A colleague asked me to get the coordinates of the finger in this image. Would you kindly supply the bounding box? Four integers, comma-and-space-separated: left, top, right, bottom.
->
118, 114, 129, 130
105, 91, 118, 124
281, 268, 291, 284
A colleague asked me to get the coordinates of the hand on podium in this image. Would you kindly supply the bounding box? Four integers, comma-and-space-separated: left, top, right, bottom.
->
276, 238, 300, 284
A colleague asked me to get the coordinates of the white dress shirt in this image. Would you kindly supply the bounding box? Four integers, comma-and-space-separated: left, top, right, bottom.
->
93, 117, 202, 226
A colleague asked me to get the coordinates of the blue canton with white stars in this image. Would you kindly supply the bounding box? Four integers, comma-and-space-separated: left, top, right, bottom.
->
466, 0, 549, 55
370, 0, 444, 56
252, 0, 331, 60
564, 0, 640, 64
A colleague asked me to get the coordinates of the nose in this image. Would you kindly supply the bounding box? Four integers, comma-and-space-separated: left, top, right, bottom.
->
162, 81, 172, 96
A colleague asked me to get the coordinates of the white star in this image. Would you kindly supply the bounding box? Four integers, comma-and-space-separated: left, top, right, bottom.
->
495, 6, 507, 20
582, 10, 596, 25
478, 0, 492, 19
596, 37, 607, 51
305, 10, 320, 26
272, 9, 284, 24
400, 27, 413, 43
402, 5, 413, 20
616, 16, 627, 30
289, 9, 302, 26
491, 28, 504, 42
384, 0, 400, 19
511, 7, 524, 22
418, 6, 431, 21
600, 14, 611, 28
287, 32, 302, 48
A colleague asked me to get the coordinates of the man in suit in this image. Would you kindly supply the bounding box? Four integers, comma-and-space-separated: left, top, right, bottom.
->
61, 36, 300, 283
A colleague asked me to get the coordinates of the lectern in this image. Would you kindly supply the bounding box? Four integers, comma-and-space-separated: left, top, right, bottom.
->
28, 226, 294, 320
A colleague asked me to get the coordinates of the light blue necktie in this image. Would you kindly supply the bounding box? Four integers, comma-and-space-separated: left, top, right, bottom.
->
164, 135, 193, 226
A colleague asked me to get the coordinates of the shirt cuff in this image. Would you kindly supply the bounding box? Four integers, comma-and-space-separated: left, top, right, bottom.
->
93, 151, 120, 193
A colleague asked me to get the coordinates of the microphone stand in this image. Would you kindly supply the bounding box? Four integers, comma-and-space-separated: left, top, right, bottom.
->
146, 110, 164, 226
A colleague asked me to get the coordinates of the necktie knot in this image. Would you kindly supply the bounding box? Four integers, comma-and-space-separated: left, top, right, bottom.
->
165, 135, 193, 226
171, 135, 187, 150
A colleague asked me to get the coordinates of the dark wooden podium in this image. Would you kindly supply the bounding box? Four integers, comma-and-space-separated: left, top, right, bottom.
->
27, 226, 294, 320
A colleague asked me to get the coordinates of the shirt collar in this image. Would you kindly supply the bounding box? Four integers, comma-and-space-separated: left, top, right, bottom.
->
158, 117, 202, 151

--------------------------------------------------

**What is required:** Retype all of the data above line for line, with no changes.

**Problem solution:**
A colleague asked me to get the coordinates of the finger in this image. Would you kindly supply the bounding box? Four integers, comma-and-space-separated: left, top, right, bottom.
->
118, 114, 129, 130
105, 91, 118, 124
281, 268, 291, 284
A colleague asked me to get the coordinates of the hand on podium in this image. Would you kindly supply the bounding box? Four integers, comma-and-space-separated: left, top, right, bottom.
->
276, 238, 300, 284
A colleague asked me to get the coordinates of the white dress shirt in this image. Would you kindly supply the bounding box? Four integers, comma-and-space-separated: left, top, right, bottom.
->
93, 117, 202, 226
A colleague asked me to get the coordinates of the blue canton with white stars in this image. Would you kindly supply the bounding box? Four integers, comma-and-space-separated: left, top, right, bottom.
->
466, 0, 549, 55
370, 0, 444, 56
252, 0, 331, 60
564, 0, 640, 64
A colleague asked me to get the coordinates of the nose in this image. Would you kindly supply the bounding box? Four integers, comma-and-space-separated: left, top, right, bottom.
->
162, 81, 172, 96
A colleague asked me to get the coordinates of the white star in this image. Would you kindly supply the bounding box? Four integers, comma-and-space-separated: left, top, right, bottom.
->
495, 6, 507, 20
582, 10, 596, 25
478, 0, 492, 19
596, 37, 607, 51
305, 10, 320, 26
272, 9, 284, 24
400, 27, 413, 43
402, 5, 413, 20
616, 16, 627, 30
289, 9, 302, 26
491, 28, 504, 42
384, 0, 400, 19
511, 7, 524, 22
418, 6, 431, 21
600, 14, 611, 28
287, 32, 302, 48
A colleague asked me to get the coordinates of the man in suit in this image. Would you kindly supply the bounding box? Four integers, comma-and-space-separated: left, top, right, bottom.
->
61, 36, 300, 283
A colleague asked me to get the coordinates of the lectern in this image. Would you kindly supply the bounding box? Four integers, comma-and-space-separated: left, top, right, bottom.
->
28, 226, 294, 320
A colleague asked me to get the coordinates of the light blue necktie in this image. Would you kindly supply the bounding box? Four integers, comma-and-space-separated: left, top, right, bottom.
->
164, 135, 193, 226
A colleague asked me to get the coordinates of the shirt cuff in this image. Would you kindly supply the bounding box? Four integers, comma-and-space-separated: left, top, right, bottom.
->
93, 151, 120, 193
A colleague asked me to get the coordinates of the microphone stand in this image. Would you kindly supply the bounding box? Four integers, comma-and-space-separated: left, top, right, bottom.
->
146, 110, 164, 226
A colleague asked me to get the coordinates of the necktie knot in this image. Would you kindly supply the bounding box? Four integers, comma-and-space-separated: left, top, right, bottom.
->
165, 135, 193, 226
171, 135, 187, 150
A colleague asked me to get the coordinates of the dark wooden podium in this image. Would you kindly supply the bounding box? Four integers, comma-and-space-separated: left, top, right, bottom.
->
27, 226, 294, 320
A colleague asked me to get the coordinates of the shirt collar in this image. Would you kindly supply the bounding box? Four integers, comma-and-space-separated: left, top, right, bottom.
->
158, 117, 202, 151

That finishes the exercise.